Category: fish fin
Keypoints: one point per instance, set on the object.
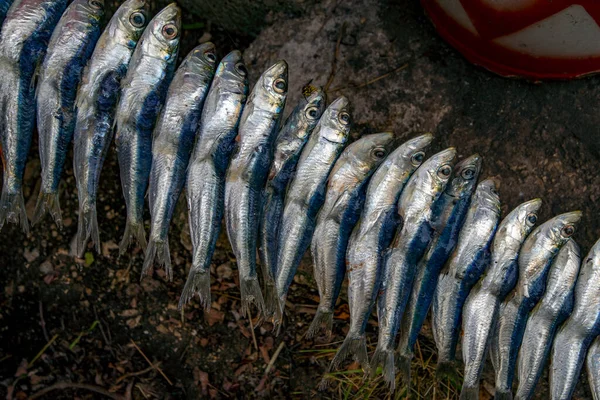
(469, 393)
(250, 291)
(198, 282)
(133, 230)
(47, 202)
(385, 358)
(355, 347)
(12, 209)
(322, 317)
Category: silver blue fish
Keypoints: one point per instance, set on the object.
(449, 213)
(306, 194)
(576, 335)
(70, 48)
(172, 146)
(143, 92)
(371, 237)
(346, 189)
(23, 41)
(545, 319)
(248, 173)
(480, 311)
(536, 256)
(207, 169)
(97, 100)
(415, 211)
(288, 146)
(465, 266)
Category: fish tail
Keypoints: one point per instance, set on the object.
(160, 250)
(12, 209)
(47, 202)
(250, 291)
(469, 393)
(198, 282)
(133, 230)
(355, 347)
(385, 358)
(322, 318)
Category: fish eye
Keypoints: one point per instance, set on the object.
(280, 85)
(468, 173)
(137, 19)
(417, 158)
(444, 171)
(170, 31)
(568, 231)
(312, 113)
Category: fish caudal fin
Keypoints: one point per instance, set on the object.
(160, 250)
(469, 393)
(250, 291)
(47, 202)
(385, 359)
(355, 347)
(133, 230)
(87, 227)
(322, 318)
(198, 283)
(12, 209)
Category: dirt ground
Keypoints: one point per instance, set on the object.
(93, 329)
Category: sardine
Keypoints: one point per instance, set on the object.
(552, 310)
(247, 176)
(593, 368)
(71, 46)
(480, 311)
(535, 258)
(465, 266)
(306, 194)
(344, 199)
(288, 146)
(143, 92)
(172, 146)
(207, 169)
(96, 102)
(23, 41)
(371, 237)
(415, 211)
(449, 214)
(576, 335)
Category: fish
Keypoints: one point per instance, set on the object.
(461, 272)
(449, 214)
(288, 146)
(536, 256)
(415, 213)
(344, 198)
(207, 169)
(545, 319)
(172, 145)
(143, 92)
(370, 237)
(306, 194)
(248, 173)
(575, 336)
(593, 368)
(69, 50)
(481, 308)
(96, 103)
(23, 41)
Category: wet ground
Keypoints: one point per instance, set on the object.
(66, 321)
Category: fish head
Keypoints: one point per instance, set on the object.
(464, 177)
(334, 125)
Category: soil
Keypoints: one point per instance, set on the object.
(92, 321)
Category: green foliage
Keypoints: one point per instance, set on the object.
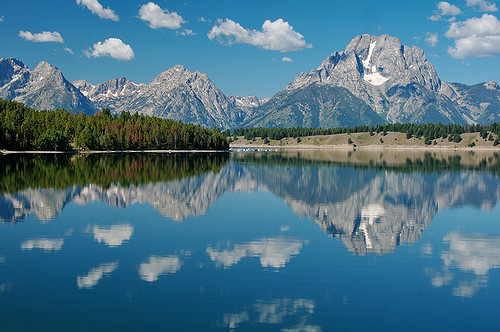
(18, 172)
(52, 140)
(23, 128)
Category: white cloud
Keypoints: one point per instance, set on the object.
(445, 8)
(275, 311)
(44, 244)
(483, 5)
(43, 37)
(275, 36)
(187, 32)
(113, 236)
(273, 252)
(96, 274)
(475, 37)
(96, 8)
(112, 47)
(158, 266)
(431, 39)
(475, 253)
(159, 18)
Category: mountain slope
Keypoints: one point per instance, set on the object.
(394, 80)
(315, 105)
(175, 94)
(41, 88)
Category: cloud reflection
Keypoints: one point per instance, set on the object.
(96, 274)
(43, 244)
(273, 252)
(157, 266)
(113, 236)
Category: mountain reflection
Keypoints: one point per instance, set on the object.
(96, 274)
(113, 236)
(373, 202)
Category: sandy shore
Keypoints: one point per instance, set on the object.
(112, 151)
(365, 141)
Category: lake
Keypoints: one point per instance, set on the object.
(292, 240)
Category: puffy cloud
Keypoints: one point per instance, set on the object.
(475, 37)
(431, 39)
(187, 32)
(273, 252)
(113, 236)
(96, 8)
(275, 311)
(159, 18)
(483, 5)
(475, 253)
(158, 266)
(44, 244)
(445, 8)
(275, 36)
(43, 37)
(96, 274)
(112, 47)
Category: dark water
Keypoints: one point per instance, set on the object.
(274, 241)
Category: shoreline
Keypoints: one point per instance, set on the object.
(366, 147)
(112, 151)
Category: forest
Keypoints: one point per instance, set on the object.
(23, 128)
(429, 131)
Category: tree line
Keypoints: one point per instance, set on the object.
(23, 128)
(429, 131)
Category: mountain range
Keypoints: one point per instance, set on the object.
(375, 80)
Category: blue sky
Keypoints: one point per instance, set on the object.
(102, 39)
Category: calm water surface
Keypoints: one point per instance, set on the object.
(310, 240)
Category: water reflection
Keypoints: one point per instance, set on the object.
(157, 266)
(469, 259)
(272, 252)
(274, 312)
(256, 255)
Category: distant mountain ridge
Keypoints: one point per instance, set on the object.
(375, 80)
(41, 88)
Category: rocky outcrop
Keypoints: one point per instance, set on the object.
(41, 88)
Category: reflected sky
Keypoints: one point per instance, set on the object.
(281, 242)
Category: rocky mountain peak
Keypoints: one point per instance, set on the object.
(9, 67)
(492, 85)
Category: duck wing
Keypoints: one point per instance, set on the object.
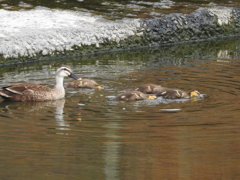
(16, 91)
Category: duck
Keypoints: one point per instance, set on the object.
(84, 83)
(134, 95)
(177, 93)
(165, 92)
(30, 92)
(149, 88)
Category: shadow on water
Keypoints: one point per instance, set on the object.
(88, 135)
(116, 9)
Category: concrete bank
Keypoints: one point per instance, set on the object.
(42, 34)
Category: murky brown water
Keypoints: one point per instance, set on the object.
(117, 9)
(89, 136)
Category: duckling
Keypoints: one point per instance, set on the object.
(84, 83)
(167, 92)
(134, 95)
(149, 88)
(28, 92)
(177, 93)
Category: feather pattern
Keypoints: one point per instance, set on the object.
(134, 95)
(84, 83)
(166, 92)
(36, 92)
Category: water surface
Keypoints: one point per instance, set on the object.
(89, 136)
(117, 9)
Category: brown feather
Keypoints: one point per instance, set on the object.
(132, 95)
(84, 83)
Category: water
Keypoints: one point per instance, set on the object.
(117, 9)
(89, 136)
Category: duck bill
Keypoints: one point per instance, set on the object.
(74, 76)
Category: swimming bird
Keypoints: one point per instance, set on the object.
(149, 88)
(84, 83)
(167, 92)
(28, 92)
(134, 95)
(177, 93)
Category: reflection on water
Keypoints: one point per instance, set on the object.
(89, 136)
(116, 9)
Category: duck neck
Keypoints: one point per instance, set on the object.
(59, 82)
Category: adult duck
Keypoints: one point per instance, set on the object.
(84, 83)
(28, 92)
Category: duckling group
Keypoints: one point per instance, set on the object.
(28, 92)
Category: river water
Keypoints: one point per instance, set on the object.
(89, 136)
(117, 9)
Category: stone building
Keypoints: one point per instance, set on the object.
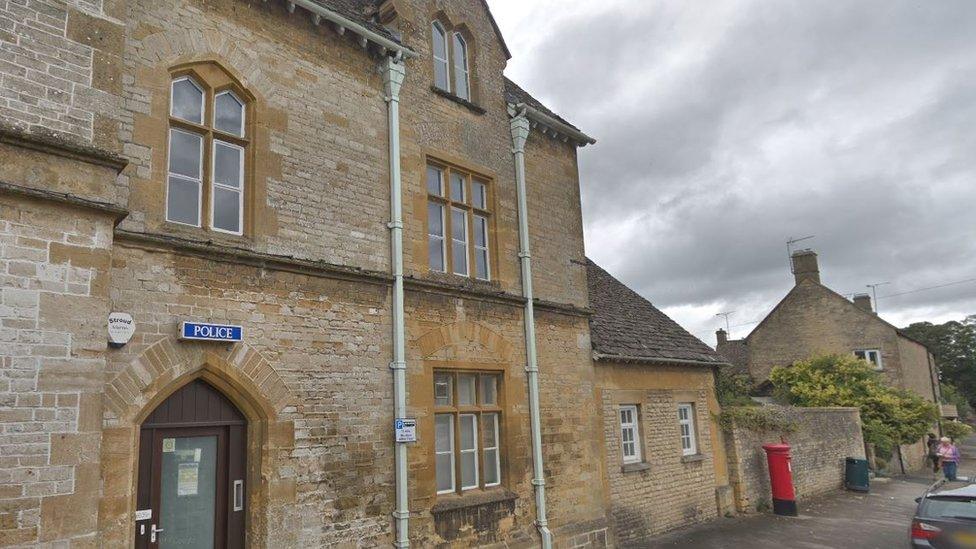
(665, 460)
(306, 219)
(814, 320)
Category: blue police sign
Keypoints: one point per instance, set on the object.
(211, 332)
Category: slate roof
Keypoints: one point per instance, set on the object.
(515, 94)
(624, 324)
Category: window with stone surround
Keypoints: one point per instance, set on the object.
(630, 443)
(467, 427)
(872, 356)
(458, 222)
(686, 424)
(207, 152)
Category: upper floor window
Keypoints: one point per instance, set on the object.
(206, 163)
(467, 423)
(461, 83)
(458, 219)
(686, 424)
(454, 78)
(441, 57)
(870, 355)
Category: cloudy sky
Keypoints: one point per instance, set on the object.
(725, 127)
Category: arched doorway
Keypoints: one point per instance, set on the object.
(192, 452)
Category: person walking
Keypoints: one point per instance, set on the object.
(933, 446)
(949, 457)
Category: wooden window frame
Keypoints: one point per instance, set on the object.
(470, 212)
(634, 409)
(481, 411)
(692, 429)
(210, 134)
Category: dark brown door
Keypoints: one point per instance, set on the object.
(191, 472)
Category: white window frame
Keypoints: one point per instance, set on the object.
(496, 448)
(467, 258)
(214, 186)
(461, 63)
(692, 435)
(439, 29)
(877, 353)
(243, 105)
(450, 452)
(169, 174)
(473, 450)
(633, 427)
(485, 248)
(203, 100)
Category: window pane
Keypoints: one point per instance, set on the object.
(187, 101)
(183, 201)
(435, 253)
(489, 389)
(445, 472)
(491, 467)
(460, 68)
(443, 389)
(491, 430)
(227, 209)
(185, 153)
(469, 425)
(435, 219)
(440, 57)
(466, 389)
(444, 426)
(459, 225)
(229, 114)
(480, 192)
(469, 470)
(435, 181)
(460, 258)
(227, 164)
(457, 187)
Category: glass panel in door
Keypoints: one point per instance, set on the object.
(188, 492)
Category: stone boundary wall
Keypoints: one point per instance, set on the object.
(823, 439)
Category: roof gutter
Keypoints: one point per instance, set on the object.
(647, 360)
(556, 126)
(342, 23)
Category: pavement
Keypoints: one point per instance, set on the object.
(879, 519)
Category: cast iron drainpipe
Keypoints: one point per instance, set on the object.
(393, 75)
(520, 133)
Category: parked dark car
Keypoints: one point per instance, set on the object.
(946, 517)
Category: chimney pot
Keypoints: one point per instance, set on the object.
(863, 302)
(805, 266)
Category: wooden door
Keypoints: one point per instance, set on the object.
(191, 472)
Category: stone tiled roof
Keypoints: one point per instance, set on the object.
(515, 94)
(629, 327)
(360, 11)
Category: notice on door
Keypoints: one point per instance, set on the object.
(188, 479)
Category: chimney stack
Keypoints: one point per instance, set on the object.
(805, 266)
(863, 302)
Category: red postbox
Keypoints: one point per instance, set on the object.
(781, 478)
----------------------------------------
■ **EXERCISE OBJECTIVE**
Rewrite the stretch from the line containing "Category: chimney stack" through the end of the records, replacing "postbox" with "mailbox" and leaving everything else unchanged.

■ **FINISHED ANSWER**
Category: chimney stack
Keypoints: one point per instance, set on the object.
(805, 266)
(863, 302)
Category: red mailbox
Keypoints: one point per instance, set on the object.
(781, 478)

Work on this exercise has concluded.